::: EXTRAIT À LIRE

Vous sillonnez la France dans votre bus depuis des semaines ? Dans quel état la trouvez-vous ?
Un pays formidable et bloqué. Formidable parce qu'il ne ressemble à aucun autre, grâce à des atouts uniques : sa modernité, sa culture, ses paysages, la place que l'Histoire y occupe, sa qualité humaine Mais, en même temps, la France se trouve en situation de blocage lourd et désespérant sur des sujets anciens, qui sont pourtant en voie de résolution partout ailleurs. La situation des banlieues est à pleurer, malgré les dizaines de milliards qui ont été mis dans la politique de la ville depuis des années. La sécurité, dont tout le monde ne cesse de parler, devient une obsession partout en France. La question des retraites est toujours là Ces problèmes n'ont été réglés ni par ce gouvernement ni par les précédents, alors que les uns et les autres usent et abusent des mêmes mots de " tolérance zéro ", de " priorité à la sécurité " La pratique du pouvoir est devenue archaïque, technocratique, méprisante à l'égard des citoyens, qui ne sont jamais considérés comme des acteurs.

::::::

> _ÉNONCÉ 1_
Répondez aux questions suivantes sur l'extrait :
(a) Quels atouts uniques rendent la France formidable ?
(b) Qu'est-ce qui a été mis dans la politique de la ville depuis des années ?
(c) Quels adjectifs qualifient la pratique du pouvoir ?

::: DONNÉES DE L'EXERCICE

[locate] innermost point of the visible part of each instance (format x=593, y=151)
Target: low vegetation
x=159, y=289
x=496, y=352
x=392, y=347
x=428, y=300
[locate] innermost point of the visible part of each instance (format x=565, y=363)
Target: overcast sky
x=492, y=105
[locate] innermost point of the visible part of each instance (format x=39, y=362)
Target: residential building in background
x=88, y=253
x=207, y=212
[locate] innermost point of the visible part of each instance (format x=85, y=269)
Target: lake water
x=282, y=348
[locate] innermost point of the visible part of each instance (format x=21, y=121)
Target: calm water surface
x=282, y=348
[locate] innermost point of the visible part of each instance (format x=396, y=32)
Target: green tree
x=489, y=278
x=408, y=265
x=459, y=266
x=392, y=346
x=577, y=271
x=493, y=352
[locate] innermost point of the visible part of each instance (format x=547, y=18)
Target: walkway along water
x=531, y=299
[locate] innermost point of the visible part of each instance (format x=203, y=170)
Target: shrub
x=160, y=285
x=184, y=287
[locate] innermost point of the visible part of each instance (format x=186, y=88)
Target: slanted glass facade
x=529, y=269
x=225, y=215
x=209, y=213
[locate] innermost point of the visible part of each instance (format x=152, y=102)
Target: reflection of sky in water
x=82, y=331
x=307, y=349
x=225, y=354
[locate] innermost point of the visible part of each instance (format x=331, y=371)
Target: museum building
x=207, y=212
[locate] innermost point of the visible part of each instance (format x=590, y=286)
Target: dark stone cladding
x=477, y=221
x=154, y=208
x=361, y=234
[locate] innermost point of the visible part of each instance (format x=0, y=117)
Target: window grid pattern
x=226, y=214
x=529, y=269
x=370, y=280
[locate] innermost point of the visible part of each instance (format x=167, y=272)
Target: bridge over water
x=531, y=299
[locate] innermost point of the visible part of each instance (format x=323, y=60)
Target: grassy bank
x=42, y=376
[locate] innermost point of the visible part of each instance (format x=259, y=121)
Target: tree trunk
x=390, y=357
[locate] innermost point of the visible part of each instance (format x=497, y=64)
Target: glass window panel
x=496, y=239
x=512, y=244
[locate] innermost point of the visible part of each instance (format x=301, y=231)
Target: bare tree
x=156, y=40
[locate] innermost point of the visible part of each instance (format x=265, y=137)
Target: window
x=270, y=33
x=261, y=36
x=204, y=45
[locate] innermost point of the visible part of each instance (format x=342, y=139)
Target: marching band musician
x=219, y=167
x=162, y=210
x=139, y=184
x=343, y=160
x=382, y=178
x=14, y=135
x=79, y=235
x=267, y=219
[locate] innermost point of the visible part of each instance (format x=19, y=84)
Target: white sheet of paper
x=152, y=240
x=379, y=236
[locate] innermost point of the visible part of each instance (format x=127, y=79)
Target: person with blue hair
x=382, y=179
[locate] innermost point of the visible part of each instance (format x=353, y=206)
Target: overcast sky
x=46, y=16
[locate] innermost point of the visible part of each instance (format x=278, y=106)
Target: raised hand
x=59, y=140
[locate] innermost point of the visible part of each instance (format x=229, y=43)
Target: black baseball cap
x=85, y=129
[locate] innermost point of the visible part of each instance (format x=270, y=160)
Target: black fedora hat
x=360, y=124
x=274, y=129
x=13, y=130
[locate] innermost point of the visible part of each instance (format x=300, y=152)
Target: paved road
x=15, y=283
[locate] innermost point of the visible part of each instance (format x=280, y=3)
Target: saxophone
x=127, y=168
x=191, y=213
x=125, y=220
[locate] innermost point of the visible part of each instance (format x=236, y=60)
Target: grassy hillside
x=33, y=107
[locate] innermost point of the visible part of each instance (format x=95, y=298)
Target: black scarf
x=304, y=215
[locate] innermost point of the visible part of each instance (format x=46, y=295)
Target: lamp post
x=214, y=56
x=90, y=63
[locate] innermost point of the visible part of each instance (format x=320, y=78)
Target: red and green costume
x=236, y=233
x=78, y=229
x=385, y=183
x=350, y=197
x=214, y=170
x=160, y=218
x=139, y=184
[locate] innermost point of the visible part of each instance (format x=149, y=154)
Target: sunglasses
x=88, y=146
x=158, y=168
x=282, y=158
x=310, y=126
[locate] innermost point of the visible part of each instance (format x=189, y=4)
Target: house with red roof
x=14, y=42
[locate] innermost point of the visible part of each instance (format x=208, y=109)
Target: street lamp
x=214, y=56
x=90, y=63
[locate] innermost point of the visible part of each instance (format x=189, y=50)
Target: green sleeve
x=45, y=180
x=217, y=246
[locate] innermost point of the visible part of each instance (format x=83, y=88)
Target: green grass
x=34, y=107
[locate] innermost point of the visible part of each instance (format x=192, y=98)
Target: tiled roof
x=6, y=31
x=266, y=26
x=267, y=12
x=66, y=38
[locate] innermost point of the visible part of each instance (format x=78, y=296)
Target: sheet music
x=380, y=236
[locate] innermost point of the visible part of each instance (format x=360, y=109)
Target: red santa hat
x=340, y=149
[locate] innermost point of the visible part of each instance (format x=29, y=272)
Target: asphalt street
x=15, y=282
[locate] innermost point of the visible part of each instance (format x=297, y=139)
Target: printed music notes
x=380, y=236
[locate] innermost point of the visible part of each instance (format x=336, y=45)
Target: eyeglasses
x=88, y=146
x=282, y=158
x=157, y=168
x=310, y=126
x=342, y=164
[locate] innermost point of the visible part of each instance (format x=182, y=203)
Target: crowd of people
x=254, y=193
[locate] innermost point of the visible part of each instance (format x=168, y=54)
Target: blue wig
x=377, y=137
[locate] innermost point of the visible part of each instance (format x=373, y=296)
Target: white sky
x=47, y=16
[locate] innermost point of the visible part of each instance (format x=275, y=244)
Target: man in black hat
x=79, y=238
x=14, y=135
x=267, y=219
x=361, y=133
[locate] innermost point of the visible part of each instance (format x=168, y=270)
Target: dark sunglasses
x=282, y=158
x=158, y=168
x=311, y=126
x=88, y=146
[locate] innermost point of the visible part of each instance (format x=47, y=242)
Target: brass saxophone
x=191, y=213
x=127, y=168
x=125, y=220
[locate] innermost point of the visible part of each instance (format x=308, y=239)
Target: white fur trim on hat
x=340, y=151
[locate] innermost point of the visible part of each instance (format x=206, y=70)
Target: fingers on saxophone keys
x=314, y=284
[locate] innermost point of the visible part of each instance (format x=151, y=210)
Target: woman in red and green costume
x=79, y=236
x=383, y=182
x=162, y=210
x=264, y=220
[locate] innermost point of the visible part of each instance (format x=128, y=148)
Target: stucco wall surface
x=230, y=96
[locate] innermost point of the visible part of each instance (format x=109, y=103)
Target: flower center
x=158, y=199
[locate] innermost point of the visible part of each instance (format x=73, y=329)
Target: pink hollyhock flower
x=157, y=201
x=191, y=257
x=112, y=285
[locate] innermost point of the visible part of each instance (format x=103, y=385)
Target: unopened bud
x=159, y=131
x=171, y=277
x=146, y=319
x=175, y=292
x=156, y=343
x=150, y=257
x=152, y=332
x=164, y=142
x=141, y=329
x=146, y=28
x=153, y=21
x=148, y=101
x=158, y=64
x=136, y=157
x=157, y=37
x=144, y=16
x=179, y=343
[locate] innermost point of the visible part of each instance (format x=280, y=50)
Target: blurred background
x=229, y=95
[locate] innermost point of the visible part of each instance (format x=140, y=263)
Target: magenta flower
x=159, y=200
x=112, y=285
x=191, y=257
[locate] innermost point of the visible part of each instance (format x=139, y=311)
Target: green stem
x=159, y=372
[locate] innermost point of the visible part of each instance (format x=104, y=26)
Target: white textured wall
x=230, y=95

::::::

> _ÉNONCÉ 2_
Convertissez les enregistrements en tableau Markdown à deux colonnes, « N° » et « Ligne », sans les lignes vides. Commencez à la première ligne des enregistrements et arrêtez-vous après celle qui contient « x=390, y=357 ».

> _CORRIGÉ 1_
(a) Sa modernité, sa culture, ses paysages, la place que l'Histoire y occupe, sa qualité humaine.
(b) Des dizaines de milliards.
(c) Archaïque, technocratique, méprisante à l'égard des citoyens.

> _CORRIGÉ 2_
| N° | Ligne |
|---|---|
| 1 | [locate] innermost point of the visible part of each instance (format x=593, y=151) |
| 2 | Target: low vegetation |
| 3 | x=159, y=289 |
| 4 | x=496, y=352 |
| 5 | x=392, y=347 |
| 6 | x=428, y=300 |
| 7 | [locate] innermost point of the visible part of each instance (format x=565, y=363) |
| 8 | Target: overcast sky |
| 9 | x=492, y=105 |
| 10 | [locate] innermost point of the visible part of each instance (format x=39, y=362) |
| 11 | Target: residential building in background |
| 12 | x=88, y=253 |
| 13 | x=207, y=212 |
| 14 | [locate] innermost point of the visible part of each instance (format x=85, y=269) |
| 15 | Target: lake water |
| 16 | x=282, y=348 |
| 17 | [locate] innermost point of the visible part of each instance (format x=21, y=121) |
| 18 | Target: calm water surface |
| 19 | x=282, y=348 |
| 20 | [locate] innermost point of the visible part of each instance (format x=396, y=32) |
| 21 | Target: green tree |
| 22 | x=489, y=278 |
| 23 | x=408, y=265 |
| 24 | x=459, y=266 |
| 25 | x=392, y=346 |
| 26 | x=577, y=271 |
| 27 | x=493, y=352 |
| 28 | [locate] innermost point of the visible part of each instance (format x=547, y=18) |
| 29 | Target: walkway along water |
| 30 | x=531, y=299 |
| 31 | [locate] innermost point of the visible part of each instance (format x=203, y=170) |
| 32 | Target: shrub |
| 33 | x=160, y=285 |
| 34 | x=184, y=287 |
| 35 | [locate] innermost point of the visible part of each instance (format x=186, y=88) |
| 36 | Target: slanted glass facade |
| 37 | x=529, y=269 |
| 38 | x=225, y=215 |
| 39 | x=209, y=213 |
| 40 | [locate] innermost point of the visible part of each instance (format x=152, y=102) |
| 41 | Target: reflection of sky in water |
| 42 | x=82, y=331 |
| 43 | x=307, y=349 |
| 44 | x=225, y=354 |
| 45 | [locate] innermost point of the visible part of each instance (format x=331, y=371) |
| 46 | Target: museum building |
| 47 | x=207, y=212 |
| 48 | [locate] innermost point of the visible part of each instance (format x=590, y=286) |
| 49 | Target: dark stone cladding |
| 50 | x=477, y=221 |
| 51 | x=154, y=208 |
| 52 | x=361, y=234 |
| 53 | [locate] innermost point of the visible part of each instance (format x=0, y=117) |
| 54 | Target: window grid pattern |
| 55 | x=226, y=214 |
| 56 | x=529, y=269 |
| 57 | x=370, y=280 |
| 58 | [locate] innermost point of the visible part of each instance (format x=167, y=272) |
| 59 | Target: bridge over water |
| 60 | x=531, y=299 |
| 61 | [locate] innermost point of the visible part of each instance (format x=323, y=60) |
| 62 | Target: grassy bank |
| 63 | x=42, y=376 |
| 64 | [locate] innermost point of the visible part of each instance (format x=259, y=121) |
| 65 | Target: tree trunk |
| 66 | x=390, y=357 |